#### [Work to be completed]
The task requires restating, word for word, the lines of the entries below from the one containing "Query: rocky cliff" through the final one, both included.
*** Available data
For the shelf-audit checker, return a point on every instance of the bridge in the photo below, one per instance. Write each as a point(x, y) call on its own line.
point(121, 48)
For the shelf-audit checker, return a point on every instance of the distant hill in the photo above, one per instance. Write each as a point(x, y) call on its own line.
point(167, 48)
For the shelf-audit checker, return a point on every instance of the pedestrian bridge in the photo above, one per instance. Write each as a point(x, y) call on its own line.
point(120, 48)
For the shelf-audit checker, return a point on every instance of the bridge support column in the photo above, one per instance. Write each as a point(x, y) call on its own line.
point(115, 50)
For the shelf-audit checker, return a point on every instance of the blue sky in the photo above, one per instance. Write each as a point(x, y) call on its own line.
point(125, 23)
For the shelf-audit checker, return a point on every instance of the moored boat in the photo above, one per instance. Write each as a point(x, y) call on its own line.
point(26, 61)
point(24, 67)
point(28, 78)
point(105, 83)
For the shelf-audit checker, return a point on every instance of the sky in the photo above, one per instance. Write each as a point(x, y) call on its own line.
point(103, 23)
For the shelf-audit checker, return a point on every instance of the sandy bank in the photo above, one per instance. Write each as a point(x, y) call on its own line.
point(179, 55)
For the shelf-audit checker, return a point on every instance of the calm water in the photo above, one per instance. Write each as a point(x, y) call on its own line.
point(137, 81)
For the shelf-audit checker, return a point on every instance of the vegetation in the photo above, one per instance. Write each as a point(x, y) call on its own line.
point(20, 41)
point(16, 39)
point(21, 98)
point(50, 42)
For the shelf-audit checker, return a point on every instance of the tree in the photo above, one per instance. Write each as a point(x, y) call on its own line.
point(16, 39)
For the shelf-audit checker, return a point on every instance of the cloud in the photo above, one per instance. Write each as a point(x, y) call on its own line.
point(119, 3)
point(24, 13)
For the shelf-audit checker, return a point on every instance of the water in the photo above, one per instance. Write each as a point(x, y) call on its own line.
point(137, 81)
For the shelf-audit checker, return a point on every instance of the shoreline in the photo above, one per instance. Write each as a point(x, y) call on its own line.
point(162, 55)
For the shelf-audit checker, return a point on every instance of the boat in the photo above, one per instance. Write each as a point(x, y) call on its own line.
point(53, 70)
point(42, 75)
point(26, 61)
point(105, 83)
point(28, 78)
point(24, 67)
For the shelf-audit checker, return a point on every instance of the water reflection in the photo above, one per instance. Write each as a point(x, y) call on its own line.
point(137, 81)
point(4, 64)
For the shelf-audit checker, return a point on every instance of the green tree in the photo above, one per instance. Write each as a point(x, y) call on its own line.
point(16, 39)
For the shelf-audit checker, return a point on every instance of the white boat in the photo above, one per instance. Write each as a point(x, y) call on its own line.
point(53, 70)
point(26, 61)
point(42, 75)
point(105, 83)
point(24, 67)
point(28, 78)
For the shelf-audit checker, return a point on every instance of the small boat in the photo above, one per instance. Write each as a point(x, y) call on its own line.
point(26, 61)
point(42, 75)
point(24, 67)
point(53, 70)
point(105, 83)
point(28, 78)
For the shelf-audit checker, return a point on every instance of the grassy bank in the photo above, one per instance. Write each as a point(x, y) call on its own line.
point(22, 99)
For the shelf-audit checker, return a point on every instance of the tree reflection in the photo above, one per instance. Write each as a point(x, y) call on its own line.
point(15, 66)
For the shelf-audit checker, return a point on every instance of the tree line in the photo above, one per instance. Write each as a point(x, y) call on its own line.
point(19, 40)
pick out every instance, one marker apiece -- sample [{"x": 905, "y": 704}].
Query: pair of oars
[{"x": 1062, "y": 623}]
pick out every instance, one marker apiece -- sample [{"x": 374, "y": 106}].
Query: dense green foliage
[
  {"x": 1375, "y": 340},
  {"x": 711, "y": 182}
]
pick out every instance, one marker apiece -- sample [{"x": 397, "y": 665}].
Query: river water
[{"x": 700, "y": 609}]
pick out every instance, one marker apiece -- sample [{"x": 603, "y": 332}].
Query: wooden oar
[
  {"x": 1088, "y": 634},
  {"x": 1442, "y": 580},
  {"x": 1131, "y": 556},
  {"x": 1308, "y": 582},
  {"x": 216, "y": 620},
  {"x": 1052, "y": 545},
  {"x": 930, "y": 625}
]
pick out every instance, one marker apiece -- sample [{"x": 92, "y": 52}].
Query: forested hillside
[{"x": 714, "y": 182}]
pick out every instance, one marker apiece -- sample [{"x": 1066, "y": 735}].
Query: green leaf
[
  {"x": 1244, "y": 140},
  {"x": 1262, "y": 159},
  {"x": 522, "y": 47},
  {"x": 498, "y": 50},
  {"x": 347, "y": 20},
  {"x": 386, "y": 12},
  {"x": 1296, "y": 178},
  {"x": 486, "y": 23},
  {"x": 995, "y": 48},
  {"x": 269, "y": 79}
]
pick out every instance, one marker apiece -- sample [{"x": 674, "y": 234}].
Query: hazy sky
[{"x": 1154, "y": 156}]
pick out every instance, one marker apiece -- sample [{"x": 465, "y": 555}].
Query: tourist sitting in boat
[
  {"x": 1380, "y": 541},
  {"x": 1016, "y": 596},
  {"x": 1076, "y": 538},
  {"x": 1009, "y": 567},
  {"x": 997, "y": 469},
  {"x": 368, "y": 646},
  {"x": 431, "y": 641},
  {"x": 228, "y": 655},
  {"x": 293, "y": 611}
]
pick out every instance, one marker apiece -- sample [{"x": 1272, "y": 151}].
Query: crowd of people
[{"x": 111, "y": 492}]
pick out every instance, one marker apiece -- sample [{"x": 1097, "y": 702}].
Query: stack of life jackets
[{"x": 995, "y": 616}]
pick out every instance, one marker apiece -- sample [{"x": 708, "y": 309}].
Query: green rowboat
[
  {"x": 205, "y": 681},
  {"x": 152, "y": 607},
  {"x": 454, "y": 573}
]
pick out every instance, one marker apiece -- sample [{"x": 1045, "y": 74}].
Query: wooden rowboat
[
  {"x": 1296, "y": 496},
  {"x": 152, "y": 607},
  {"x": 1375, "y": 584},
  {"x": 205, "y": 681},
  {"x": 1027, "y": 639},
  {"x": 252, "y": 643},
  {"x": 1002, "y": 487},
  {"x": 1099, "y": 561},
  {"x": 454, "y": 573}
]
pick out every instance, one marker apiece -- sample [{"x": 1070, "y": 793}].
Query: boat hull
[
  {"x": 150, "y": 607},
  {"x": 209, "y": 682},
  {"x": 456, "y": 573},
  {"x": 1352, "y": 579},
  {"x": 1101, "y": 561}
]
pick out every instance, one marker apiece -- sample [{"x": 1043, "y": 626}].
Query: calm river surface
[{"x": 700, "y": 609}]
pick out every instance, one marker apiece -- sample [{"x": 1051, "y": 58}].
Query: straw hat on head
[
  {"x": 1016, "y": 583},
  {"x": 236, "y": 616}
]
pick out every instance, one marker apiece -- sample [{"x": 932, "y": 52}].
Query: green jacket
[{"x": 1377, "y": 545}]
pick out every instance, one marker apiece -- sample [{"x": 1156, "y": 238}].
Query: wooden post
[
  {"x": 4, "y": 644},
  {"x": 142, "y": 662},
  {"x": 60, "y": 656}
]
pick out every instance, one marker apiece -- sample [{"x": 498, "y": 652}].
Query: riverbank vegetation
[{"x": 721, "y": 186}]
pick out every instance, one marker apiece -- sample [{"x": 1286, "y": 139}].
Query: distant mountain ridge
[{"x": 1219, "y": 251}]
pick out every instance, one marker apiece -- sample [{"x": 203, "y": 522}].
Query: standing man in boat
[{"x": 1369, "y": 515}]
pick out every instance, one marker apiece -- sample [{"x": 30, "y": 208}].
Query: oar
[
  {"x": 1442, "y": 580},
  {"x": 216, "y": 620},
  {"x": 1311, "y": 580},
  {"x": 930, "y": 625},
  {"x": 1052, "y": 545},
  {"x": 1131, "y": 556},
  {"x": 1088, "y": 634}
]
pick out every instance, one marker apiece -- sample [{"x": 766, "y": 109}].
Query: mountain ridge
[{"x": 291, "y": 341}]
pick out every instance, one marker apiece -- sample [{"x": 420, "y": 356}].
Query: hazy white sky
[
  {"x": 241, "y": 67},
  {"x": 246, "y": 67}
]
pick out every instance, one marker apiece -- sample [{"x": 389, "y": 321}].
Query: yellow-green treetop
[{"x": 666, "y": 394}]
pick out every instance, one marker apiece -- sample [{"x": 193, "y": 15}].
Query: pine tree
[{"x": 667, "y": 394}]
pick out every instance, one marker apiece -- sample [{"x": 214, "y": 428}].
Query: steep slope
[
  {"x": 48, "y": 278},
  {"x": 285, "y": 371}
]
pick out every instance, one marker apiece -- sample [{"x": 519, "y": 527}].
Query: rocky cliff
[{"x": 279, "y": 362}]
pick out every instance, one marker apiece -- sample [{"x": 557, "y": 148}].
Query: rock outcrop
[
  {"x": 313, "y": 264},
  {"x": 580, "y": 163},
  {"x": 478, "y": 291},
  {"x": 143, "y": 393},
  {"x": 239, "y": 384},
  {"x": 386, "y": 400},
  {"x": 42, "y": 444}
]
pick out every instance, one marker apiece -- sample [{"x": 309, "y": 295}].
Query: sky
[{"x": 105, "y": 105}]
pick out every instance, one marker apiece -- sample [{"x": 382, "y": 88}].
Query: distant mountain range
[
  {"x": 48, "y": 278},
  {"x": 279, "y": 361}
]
******
#### [Written solution]
Query: rocky cliff
[{"x": 279, "y": 362}]
pick out every instance, one marker apiece -- sample [{"x": 557, "y": 148}].
Query: rock outcrop
[
  {"x": 313, "y": 264},
  {"x": 580, "y": 163},
  {"x": 478, "y": 291},
  {"x": 143, "y": 393},
  {"x": 239, "y": 384},
  {"x": 386, "y": 400},
  {"x": 42, "y": 444}
]
pick out every instance, one marker apiece -- sample [{"x": 309, "y": 295}].
Query: sky
[{"x": 105, "y": 105}]
pick out every instance, one marker apiece -- sample [{"x": 382, "y": 88}].
Query: distant mountain range
[
  {"x": 48, "y": 278},
  {"x": 279, "y": 361}
]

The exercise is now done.